▸ **PROVIDED DATA**
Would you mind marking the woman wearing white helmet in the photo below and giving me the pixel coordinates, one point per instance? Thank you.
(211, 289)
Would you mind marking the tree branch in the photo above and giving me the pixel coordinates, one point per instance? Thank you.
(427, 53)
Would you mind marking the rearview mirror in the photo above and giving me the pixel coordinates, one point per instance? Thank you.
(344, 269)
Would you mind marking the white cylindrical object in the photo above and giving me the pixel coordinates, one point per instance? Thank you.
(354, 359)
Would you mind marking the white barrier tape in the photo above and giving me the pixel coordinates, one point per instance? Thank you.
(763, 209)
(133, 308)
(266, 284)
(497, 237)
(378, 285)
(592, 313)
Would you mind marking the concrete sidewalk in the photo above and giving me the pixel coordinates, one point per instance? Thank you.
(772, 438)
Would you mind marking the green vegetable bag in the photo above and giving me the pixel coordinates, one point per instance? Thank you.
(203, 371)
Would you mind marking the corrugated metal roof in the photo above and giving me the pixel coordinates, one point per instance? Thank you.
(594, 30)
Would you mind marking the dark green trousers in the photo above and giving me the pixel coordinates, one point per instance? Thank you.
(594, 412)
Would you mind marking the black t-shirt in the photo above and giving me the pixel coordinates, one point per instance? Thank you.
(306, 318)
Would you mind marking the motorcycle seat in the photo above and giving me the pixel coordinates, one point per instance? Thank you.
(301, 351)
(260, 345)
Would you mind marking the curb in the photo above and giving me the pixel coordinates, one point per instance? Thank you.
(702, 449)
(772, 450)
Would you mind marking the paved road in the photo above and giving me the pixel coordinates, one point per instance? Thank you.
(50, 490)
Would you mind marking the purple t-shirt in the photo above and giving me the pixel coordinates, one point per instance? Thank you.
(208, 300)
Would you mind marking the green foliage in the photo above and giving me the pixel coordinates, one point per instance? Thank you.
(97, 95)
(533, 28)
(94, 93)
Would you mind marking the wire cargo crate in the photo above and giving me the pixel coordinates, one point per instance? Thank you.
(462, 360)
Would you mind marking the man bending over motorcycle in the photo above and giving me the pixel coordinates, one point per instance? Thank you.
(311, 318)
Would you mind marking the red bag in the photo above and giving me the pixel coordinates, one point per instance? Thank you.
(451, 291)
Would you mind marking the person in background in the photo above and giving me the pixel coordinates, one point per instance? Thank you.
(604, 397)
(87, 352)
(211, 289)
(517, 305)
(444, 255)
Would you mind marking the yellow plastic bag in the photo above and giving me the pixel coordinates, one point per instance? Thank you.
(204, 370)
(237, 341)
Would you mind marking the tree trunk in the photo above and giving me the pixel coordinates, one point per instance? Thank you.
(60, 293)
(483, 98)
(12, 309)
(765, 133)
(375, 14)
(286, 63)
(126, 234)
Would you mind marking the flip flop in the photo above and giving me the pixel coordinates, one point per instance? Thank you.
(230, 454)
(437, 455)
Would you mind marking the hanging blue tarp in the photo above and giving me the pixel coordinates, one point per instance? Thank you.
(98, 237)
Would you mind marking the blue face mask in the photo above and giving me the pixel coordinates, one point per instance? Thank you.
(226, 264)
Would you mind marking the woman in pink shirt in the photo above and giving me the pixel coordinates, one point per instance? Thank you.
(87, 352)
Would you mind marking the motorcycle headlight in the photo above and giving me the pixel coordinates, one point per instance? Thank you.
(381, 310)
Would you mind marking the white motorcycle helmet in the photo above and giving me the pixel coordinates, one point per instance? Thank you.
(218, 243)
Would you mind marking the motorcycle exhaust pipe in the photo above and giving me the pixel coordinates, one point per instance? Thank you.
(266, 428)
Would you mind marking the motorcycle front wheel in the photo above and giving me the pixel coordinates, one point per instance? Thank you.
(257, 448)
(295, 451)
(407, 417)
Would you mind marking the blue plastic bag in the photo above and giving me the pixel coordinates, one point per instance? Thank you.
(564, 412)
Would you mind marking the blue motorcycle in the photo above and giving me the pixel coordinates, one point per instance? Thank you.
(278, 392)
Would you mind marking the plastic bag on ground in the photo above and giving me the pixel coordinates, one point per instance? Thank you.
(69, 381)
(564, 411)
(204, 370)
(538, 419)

---

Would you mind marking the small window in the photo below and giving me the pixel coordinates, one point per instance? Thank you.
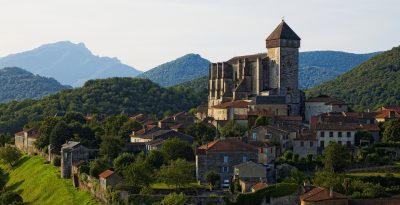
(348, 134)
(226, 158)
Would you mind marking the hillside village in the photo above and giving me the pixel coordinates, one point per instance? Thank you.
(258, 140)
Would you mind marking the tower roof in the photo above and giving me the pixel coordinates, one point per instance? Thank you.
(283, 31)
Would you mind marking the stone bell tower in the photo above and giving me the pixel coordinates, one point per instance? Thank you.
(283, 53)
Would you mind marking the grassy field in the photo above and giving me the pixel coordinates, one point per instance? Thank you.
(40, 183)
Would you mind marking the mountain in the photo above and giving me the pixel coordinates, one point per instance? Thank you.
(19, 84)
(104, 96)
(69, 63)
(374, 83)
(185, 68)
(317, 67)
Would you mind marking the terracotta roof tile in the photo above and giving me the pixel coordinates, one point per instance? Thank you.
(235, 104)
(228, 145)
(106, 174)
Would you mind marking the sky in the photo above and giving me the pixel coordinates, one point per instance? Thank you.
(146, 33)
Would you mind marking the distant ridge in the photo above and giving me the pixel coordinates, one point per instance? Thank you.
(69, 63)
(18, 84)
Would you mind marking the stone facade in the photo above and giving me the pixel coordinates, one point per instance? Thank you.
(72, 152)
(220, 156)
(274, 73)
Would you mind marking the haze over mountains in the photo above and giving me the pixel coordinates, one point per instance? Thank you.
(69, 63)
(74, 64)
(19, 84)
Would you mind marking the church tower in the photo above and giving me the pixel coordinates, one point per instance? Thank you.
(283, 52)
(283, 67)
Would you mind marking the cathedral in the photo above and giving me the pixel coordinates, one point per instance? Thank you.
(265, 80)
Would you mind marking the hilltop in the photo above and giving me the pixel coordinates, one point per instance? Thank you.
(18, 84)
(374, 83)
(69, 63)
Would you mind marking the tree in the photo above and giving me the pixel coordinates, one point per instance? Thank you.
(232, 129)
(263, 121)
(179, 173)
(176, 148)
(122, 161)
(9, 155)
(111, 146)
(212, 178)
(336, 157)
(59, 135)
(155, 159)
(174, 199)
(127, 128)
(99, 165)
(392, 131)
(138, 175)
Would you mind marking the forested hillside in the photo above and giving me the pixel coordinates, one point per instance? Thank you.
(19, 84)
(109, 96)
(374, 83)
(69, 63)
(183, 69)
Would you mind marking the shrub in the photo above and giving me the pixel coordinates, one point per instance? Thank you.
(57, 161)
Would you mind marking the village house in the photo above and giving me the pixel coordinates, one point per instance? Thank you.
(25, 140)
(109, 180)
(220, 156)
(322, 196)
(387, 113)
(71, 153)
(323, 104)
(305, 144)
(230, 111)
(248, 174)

▸ **WHAT YOU WILL DO**
List each line above that contains the word "over", copying every such line in full. Letter case must match.

▸ **CORRECT ANSWER**
Would you mind marking the man bending over motorcycle in the photo above and giving me the pixel coordinates, one point per instance? Thank you.
Would you mind marking the haze over mountains in the photo above and giving me the pixel coordinates, one point per instance? Thank you.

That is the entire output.